*Directions for this task:* Revise the listing from the line with "Target: plywood panel" to its end, changing "wooden plank" to "timber board" and keeping everything else the same.

*Records shown:*
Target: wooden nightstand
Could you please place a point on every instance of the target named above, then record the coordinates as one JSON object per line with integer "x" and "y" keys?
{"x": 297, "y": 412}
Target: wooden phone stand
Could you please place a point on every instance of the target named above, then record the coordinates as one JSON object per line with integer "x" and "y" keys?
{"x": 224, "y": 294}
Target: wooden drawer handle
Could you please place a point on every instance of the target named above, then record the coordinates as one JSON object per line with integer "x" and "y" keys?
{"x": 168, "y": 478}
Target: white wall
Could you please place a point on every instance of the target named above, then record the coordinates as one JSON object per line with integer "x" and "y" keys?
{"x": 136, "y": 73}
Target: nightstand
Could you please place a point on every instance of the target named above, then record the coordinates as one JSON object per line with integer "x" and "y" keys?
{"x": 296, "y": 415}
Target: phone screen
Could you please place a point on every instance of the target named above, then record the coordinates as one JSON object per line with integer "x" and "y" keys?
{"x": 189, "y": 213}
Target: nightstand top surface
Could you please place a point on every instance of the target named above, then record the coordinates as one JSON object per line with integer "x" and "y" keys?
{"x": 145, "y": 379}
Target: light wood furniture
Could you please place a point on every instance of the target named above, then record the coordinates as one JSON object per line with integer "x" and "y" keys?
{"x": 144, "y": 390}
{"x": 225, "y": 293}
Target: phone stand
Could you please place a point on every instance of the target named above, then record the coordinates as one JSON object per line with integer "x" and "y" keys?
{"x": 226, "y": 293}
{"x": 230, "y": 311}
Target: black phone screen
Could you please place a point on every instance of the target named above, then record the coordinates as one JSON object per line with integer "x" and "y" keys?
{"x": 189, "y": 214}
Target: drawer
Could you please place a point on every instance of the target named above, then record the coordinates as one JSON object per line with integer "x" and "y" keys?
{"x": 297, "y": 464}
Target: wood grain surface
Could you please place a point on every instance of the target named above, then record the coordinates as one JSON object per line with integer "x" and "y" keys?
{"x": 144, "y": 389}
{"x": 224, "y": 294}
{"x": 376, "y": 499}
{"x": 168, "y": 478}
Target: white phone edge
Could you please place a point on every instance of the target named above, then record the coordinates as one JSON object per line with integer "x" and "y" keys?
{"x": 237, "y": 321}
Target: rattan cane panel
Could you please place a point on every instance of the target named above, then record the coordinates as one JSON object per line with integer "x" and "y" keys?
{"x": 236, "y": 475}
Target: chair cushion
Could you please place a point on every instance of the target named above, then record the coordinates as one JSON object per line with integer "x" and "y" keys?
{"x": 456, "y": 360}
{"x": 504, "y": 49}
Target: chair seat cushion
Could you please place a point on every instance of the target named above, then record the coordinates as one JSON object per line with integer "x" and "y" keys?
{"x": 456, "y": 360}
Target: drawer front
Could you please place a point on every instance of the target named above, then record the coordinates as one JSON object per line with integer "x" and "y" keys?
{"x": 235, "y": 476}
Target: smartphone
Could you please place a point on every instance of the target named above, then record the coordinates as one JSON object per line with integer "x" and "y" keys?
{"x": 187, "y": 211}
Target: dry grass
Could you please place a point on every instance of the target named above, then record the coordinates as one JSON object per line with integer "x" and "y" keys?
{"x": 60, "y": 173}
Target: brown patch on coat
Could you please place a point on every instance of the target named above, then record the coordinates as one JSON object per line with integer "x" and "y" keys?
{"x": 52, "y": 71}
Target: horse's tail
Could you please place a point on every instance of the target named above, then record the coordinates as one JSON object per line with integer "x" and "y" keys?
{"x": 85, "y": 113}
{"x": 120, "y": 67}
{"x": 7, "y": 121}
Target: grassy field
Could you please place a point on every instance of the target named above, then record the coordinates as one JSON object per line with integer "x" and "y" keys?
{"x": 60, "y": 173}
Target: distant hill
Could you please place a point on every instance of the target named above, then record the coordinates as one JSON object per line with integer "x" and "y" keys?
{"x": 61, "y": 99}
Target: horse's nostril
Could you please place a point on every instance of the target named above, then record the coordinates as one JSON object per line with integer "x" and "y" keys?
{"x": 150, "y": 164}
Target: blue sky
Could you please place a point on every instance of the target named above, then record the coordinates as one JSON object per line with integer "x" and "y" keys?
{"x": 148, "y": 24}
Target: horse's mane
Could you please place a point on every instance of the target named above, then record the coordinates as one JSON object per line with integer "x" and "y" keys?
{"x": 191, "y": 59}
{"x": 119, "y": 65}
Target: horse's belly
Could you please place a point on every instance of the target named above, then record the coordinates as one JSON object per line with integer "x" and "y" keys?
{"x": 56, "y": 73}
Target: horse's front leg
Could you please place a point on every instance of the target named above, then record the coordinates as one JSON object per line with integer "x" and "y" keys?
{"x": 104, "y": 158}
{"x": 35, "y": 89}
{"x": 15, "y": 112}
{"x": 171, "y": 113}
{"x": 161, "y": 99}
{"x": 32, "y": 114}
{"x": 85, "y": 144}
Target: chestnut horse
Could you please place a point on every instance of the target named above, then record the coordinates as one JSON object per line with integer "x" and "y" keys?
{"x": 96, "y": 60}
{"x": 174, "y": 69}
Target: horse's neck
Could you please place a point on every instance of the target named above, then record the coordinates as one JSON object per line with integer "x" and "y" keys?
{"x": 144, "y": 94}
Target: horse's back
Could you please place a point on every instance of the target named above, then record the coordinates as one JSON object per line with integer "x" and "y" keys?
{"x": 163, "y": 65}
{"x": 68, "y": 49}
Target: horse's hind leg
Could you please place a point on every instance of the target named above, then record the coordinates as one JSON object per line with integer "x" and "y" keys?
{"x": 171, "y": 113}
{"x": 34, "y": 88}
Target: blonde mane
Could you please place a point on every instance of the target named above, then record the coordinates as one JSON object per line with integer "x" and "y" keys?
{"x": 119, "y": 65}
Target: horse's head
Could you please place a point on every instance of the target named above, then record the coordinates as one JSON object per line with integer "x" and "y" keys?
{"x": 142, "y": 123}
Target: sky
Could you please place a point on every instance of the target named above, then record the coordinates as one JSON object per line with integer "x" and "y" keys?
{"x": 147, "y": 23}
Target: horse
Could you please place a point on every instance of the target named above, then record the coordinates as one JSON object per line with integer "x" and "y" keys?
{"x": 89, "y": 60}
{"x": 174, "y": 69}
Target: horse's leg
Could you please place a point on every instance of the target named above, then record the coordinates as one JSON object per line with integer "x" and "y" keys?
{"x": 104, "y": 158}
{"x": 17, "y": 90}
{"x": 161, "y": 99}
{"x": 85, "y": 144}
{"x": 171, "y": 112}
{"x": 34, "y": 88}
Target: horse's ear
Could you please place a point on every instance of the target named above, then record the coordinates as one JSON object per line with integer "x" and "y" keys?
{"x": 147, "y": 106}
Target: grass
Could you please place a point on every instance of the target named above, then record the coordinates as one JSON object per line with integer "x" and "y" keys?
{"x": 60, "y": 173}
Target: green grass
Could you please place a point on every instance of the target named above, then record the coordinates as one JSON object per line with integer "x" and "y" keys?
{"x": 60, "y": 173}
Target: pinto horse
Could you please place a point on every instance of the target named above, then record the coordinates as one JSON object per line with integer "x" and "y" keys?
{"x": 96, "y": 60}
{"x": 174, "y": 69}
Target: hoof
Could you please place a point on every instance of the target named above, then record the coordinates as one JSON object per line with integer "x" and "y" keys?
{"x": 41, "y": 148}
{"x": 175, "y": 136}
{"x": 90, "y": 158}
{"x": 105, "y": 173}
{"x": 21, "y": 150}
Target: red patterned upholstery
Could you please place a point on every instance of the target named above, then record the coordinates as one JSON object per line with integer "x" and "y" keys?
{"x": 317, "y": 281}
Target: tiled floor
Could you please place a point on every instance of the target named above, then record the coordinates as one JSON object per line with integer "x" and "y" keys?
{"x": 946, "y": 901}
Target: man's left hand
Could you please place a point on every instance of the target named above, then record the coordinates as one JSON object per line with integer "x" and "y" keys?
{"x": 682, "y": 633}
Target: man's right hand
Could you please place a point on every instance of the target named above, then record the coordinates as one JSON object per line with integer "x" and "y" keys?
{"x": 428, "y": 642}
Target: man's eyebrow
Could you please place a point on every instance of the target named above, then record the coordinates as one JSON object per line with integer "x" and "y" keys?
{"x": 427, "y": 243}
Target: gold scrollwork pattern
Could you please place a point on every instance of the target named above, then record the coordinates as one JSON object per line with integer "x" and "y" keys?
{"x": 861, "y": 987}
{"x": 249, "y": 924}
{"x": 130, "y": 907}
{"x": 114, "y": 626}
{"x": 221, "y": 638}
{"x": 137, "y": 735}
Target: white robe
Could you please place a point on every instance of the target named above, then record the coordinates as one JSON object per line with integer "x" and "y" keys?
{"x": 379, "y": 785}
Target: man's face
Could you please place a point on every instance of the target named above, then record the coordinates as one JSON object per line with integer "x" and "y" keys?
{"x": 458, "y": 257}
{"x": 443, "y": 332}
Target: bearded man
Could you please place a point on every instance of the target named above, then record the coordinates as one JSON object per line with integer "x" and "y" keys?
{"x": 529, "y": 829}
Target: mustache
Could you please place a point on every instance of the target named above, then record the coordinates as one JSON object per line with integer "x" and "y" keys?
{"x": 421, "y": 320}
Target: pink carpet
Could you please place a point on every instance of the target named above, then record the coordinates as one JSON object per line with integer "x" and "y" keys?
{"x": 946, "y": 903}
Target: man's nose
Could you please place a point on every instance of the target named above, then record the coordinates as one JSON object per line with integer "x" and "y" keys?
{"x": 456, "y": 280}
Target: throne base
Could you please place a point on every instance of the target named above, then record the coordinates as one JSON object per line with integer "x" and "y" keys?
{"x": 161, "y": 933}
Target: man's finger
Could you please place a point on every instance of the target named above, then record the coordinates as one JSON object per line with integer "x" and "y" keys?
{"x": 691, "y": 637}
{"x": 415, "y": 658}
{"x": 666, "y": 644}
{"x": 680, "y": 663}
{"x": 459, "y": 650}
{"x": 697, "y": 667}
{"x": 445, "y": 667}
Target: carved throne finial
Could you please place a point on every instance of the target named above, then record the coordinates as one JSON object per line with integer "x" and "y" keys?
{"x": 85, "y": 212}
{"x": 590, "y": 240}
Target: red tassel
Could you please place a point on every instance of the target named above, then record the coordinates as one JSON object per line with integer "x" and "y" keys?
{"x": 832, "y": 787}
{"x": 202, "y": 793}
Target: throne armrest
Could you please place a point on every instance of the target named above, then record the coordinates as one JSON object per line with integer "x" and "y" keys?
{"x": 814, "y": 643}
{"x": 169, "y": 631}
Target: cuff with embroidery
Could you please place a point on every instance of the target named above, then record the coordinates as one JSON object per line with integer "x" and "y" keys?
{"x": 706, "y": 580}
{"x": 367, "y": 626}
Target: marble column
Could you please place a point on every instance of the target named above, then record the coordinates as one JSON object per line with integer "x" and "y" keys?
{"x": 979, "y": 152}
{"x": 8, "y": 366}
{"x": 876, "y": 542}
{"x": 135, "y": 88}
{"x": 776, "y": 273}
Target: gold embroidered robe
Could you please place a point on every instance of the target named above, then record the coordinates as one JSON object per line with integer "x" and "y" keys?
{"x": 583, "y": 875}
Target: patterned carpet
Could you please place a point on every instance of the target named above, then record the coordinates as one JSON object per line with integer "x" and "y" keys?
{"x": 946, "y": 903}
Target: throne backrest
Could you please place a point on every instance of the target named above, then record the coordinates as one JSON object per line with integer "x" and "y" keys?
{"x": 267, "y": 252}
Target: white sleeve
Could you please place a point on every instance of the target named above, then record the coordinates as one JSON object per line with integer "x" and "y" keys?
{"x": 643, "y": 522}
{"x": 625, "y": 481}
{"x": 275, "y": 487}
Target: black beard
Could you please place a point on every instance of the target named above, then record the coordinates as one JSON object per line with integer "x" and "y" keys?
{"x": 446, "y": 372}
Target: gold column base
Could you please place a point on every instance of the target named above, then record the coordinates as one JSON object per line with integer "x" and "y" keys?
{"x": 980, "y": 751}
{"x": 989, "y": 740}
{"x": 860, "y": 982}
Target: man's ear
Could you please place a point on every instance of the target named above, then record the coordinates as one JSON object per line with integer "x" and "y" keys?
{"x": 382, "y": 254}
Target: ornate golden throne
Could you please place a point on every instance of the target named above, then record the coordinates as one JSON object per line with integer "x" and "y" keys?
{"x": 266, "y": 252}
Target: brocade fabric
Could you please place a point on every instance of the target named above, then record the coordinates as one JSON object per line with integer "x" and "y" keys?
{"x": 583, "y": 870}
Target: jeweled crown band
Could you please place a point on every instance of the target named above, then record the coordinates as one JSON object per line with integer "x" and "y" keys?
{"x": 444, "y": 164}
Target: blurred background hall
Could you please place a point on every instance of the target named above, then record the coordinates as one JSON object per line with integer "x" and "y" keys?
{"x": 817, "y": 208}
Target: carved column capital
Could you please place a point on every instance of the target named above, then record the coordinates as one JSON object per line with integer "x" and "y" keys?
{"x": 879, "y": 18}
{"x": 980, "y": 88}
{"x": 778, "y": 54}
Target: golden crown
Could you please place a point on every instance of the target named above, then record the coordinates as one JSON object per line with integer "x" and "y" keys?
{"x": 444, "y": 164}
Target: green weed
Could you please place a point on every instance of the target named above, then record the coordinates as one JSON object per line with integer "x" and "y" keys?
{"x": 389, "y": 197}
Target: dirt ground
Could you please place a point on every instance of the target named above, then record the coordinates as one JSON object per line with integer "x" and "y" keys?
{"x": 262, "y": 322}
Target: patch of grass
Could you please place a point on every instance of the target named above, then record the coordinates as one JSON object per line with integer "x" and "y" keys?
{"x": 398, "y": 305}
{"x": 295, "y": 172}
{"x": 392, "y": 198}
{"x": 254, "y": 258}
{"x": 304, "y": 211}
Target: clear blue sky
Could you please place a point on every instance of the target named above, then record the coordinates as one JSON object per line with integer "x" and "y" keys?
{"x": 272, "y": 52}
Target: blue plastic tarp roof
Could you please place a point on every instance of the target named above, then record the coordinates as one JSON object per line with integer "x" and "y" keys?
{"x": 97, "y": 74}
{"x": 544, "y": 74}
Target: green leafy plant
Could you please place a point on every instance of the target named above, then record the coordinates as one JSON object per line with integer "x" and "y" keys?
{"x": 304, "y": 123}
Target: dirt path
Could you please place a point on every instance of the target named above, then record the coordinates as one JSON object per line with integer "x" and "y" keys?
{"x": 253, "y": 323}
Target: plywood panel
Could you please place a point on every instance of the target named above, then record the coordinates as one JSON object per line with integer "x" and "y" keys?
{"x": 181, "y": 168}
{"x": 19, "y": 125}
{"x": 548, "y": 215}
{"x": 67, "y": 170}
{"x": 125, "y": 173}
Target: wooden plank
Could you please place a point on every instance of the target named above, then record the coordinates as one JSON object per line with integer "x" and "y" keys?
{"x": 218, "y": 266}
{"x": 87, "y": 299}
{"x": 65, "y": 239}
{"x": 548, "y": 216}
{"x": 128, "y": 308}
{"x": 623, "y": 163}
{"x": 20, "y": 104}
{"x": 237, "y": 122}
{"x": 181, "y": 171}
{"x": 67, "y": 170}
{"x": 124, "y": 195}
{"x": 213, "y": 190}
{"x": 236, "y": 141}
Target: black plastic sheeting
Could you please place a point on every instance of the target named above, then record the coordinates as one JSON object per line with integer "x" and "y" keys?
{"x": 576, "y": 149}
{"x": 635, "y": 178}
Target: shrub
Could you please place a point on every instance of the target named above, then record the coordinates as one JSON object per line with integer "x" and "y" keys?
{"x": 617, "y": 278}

*Exercise answer:*
Target: plywood panel
Could you please place a point on every instance of the target named above, then record the coordinates as one JSON object per line with integer "x" and "y" keys?
{"x": 181, "y": 168}
{"x": 19, "y": 125}
{"x": 548, "y": 215}
{"x": 67, "y": 170}
{"x": 125, "y": 173}
Target: timber board
Could you please place a point on every instance of the target named above, then record the coordinates as one JSON object per line with integer "x" and "y" keys?
{"x": 218, "y": 266}
{"x": 87, "y": 299}
{"x": 65, "y": 239}
{"x": 548, "y": 216}
{"x": 128, "y": 308}
{"x": 623, "y": 163}
{"x": 20, "y": 104}
{"x": 237, "y": 122}
{"x": 181, "y": 171}
{"x": 67, "y": 170}
{"x": 124, "y": 195}
{"x": 213, "y": 190}
{"x": 236, "y": 141}
Target: black plastic sheeting
Could you please place a point on every instance of the target named above, then record the coordinates as one JSON object per line with integer "x" and "y" keys?
{"x": 576, "y": 149}
{"x": 635, "y": 178}
Target: shrub
Could you please place a point on every instance of the target named above, then record the coordinates as one JSON object per line with integer "x" and "y" keys?
{"x": 617, "y": 278}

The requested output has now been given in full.